The problem ▸
Exclude the pictures and return every line exactly as written.

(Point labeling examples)
┌────────

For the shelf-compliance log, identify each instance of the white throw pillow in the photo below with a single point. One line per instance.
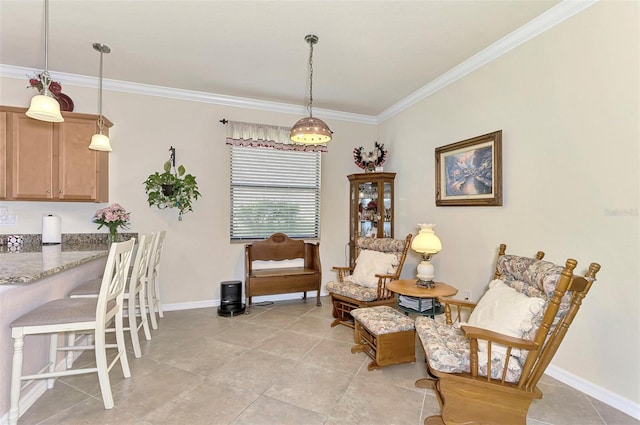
(504, 310)
(369, 263)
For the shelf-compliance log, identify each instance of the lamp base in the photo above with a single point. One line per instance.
(425, 283)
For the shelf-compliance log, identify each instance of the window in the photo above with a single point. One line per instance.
(274, 191)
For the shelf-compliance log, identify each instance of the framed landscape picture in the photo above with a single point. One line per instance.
(469, 173)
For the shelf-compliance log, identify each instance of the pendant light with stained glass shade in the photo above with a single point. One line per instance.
(311, 130)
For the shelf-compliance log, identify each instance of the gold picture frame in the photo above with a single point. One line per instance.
(469, 172)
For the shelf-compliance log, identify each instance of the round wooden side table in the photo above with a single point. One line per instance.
(409, 288)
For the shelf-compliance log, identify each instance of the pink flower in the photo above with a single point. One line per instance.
(112, 216)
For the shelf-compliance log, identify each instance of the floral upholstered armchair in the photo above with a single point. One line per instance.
(518, 324)
(378, 262)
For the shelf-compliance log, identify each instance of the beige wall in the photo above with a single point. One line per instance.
(567, 102)
(568, 105)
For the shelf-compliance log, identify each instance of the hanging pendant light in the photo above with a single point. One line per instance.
(100, 142)
(44, 106)
(310, 130)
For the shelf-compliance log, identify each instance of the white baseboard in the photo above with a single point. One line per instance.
(607, 397)
(256, 300)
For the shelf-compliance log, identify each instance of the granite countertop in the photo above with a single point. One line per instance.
(30, 260)
(37, 262)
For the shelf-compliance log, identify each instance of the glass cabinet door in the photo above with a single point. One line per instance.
(371, 207)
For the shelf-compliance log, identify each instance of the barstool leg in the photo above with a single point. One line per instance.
(103, 370)
(16, 375)
(71, 341)
(53, 357)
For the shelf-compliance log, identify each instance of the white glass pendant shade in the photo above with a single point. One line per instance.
(310, 131)
(100, 142)
(44, 108)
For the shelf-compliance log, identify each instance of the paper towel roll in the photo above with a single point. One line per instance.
(51, 229)
(51, 256)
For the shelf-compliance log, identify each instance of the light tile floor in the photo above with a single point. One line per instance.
(281, 364)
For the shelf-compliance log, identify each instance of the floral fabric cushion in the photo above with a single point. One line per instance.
(382, 320)
(504, 310)
(353, 290)
(369, 264)
(447, 350)
(534, 278)
(387, 245)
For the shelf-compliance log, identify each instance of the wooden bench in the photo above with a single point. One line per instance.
(282, 280)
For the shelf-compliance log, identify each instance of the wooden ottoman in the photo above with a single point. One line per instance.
(385, 335)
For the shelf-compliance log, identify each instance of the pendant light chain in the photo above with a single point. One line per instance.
(100, 119)
(311, 43)
(45, 78)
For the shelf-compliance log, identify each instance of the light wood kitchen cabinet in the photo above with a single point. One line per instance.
(370, 207)
(52, 161)
(3, 155)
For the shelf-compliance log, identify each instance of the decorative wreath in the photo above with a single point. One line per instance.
(372, 159)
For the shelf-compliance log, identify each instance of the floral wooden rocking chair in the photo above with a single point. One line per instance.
(378, 262)
(473, 390)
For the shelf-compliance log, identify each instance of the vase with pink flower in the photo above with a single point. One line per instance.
(113, 217)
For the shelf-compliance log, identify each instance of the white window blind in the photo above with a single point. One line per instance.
(274, 191)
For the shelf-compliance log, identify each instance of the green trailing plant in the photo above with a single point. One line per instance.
(172, 189)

└────────

Exercise result ▸
For the shelf-compliance log, identify each instance of the white throw pillow in the photo below with a single point. One line per instance.
(504, 310)
(369, 263)
For the shelf-compliance log, identify each instance of the lamp base in the photo above with a single point. One line per instance.
(425, 283)
For the shelf-compliance log, identify each instance of the window in the photo above with a single point. One line per instance.
(274, 191)
For the shelf-compliance log, identify each instance of the framed landscape picture in the photo above with a single point. One line per instance.
(469, 173)
For the shelf-compliance log, identify each instance of the pendant light with stained glass shade in the photo above with a single point. One line per instance.
(311, 130)
For the shelf-compliance log, identify each instance of the gold picture frame in the photo above with a single point. One line per instance.
(469, 172)
For the shelf-compliance log, identify each instance of the round wooden side table in the photo above with a single point. One line per instance.
(409, 288)
For the shelf-compliance log, identify each instance of the pink flower in the photo above with a single point. One line per instance.
(112, 216)
For the shelf-compliance log, identify each instance of the floral upholstered armchair in the photo above with a single point. One line per instance.
(518, 324)
(378, 262)
For the shelf-compliance log, identify each instance of the beige wall in the photo above with a single point. One line per instance.
(567, 102)
(568, 105)
For the shelf-compliance log, identify each instance of the hanging pendant light in the photo above with a single point. One line per instance.
(100, 142)
(44, 106)
(310, 130)
For the shelf-compliance log, identify each instance of the white baseboard in the photo above with a single point. One line per instance.
(607, 397)
(256, 300)
For the shelf-compliance log, identify each instance of the granite countertop in the photo above with a single point. One line per instance.
(30, 260)
(37, 262)
For the shelf-compliance log, identify each instance of the glass cabinet door in the photo above with a single point. One line per instance.
(371, 207)
For the shelf-compliance log, identify each instance of the barstool leg in the photo above with a single point. One line per instance.
(103, 370)
(16, 375)
(71, 341)
(53, 357)
For the shelf-compliance log, identify each instance of the white glass pendant shade in the photo above with a single point. One line per instance.
(310, 131)
(100, 142)
(44, 108)
For the shelf-compliance log, identify each instance of the paper towel roll in the photo above with a single point. One line per instance.
(51, 229)
(51, 256)
For the shelf-compliance log, identify each instance of the light tile floor in the photo above with a single point. One line per instance.
(281, 364)
For the shelf-compliance log, identify each instance of the floral fabric cushion in the photo above with a single point. One line per instance.
(382, 320)
(504, 310)
(353, 290)
(369, 264)
(447, 350)
(534, 278)
(387, 245)
For the shelf-compliance log, identify each instance of the wooden bench in the photo above with a single point. One line per instance.
(282, 280)
For the shelf-compliance log, identify each instance of the wooden ottoman in the photo above with a single point. One line per instance.
(385, 335)
For the shelf-compliance log, identify each instance of the pendant light chain in the photo above with a single point. One line per instance.
(100, 119)
(311, 43)
(45, 78)
For the shelf-compliance log, identify each instance of the light wood kitchen cabinet in the photo above with a single point. One line per instance.
(370, 207)
(52, 161)
(3, 155)
For the shelf-compliance log, identify each instance of the decorative wreath in the photo above with a single point. One line per instance.
(372, 159)
For the shelf-compliance log, identify each instance of the floral wooden rocking chair in the photo above with a single point. One line per instance.
(378, 262)
(473, 390)
For the shelf-compliance log, identify each instance of the vase with pink flower in the photo above with a single point. One line per instance.
(113, 217)
For the shelf-compliance log, identify each instance of the white window blind in the photo above with a single point. One line per instance.
(274, 191)
For the shelf-compliance log, identify each instance of the green trailing plant in the photo above with a single point. One line per instance.
(172, 189)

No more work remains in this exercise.